_SUPPLIED RECORDS:_
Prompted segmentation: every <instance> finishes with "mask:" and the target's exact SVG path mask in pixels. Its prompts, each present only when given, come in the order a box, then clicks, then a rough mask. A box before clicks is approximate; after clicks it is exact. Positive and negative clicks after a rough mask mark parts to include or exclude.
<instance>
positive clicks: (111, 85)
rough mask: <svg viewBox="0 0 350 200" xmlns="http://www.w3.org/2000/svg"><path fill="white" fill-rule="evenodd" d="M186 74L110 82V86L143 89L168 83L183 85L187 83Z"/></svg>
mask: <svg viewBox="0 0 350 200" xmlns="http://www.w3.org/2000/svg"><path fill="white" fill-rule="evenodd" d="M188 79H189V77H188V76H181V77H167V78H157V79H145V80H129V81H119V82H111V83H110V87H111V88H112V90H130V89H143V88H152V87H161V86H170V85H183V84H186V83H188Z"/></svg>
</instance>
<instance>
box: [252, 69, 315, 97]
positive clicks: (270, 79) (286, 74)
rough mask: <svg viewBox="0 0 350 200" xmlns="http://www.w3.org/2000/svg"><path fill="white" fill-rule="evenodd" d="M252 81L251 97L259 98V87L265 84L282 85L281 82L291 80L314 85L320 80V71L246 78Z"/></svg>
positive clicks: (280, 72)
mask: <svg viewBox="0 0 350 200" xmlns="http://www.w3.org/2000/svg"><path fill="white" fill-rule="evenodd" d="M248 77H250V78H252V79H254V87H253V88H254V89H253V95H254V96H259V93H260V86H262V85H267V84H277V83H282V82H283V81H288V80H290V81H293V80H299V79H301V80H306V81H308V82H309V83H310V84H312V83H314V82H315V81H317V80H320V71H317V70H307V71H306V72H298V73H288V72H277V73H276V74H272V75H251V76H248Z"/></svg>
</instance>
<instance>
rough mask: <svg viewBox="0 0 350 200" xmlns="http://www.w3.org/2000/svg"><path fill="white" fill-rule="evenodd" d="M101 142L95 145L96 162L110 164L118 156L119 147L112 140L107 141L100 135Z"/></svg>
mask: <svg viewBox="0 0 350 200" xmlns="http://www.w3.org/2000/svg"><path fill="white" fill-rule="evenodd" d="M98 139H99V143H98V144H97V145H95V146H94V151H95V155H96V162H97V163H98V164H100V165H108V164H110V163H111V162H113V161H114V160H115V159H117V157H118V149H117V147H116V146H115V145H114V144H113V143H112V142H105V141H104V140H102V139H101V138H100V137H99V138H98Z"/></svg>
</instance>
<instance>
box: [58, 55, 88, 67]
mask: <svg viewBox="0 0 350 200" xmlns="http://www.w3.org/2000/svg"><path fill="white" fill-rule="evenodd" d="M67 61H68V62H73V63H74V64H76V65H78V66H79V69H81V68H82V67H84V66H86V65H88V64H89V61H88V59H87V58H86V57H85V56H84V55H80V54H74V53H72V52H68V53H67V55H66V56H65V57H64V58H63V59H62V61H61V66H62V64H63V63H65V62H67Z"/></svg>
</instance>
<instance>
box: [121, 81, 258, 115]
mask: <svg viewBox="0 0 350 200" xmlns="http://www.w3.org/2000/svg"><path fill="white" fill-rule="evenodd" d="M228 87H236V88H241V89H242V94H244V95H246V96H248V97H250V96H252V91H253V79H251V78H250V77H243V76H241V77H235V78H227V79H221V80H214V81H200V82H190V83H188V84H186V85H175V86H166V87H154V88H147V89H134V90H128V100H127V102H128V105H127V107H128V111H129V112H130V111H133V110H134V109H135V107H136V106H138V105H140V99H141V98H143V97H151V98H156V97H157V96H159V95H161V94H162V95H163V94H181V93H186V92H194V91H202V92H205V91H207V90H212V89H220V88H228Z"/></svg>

_EXERCISE PROMPT:_ Locate each line of the listing above that contains the string "rough" and copy those lines out. Case counts.

_OUTPUT:_
Prompted segmentation: every <instance> finishes with "mask:" and the target's exact SVG path mask in pixels. Its prompts, each present only when given, come in the order a box, then clicks, then a rough mask. A box before clicks is approximate; after clicks it is exact. Positive and negative clicks after a rough mask mark parts to include or exclude.
rough mask: <svg viewBox="0 0 350 200" xmlns="http://www.w3.org/2000/svg"><path fill="white" fill-rule="evenodd" d="M186 74L110 82V86L143 89L168 83L183 85L187 83Z"/></svg>
rough mask: <svg viewBox="0 0 350 200" xmlns="http://www.w3.org/2000/svg"><path fill="white" fill-rule="evenodd" d="M252 81L251 97L259 98V87L265 84L282 85L281 82L291 80L314 85L320 80V71L246 78Z"/></svg>
rough mask: <svg viewBox="0 0 350 200" xmlns="http://www.w3.org/2000/svg"><path fill="white" fill-rule="evenodd" d="M101 142L95 145L96 162L110 164L118 156L119 147L112 140L107 141L100 135Z"/></svg>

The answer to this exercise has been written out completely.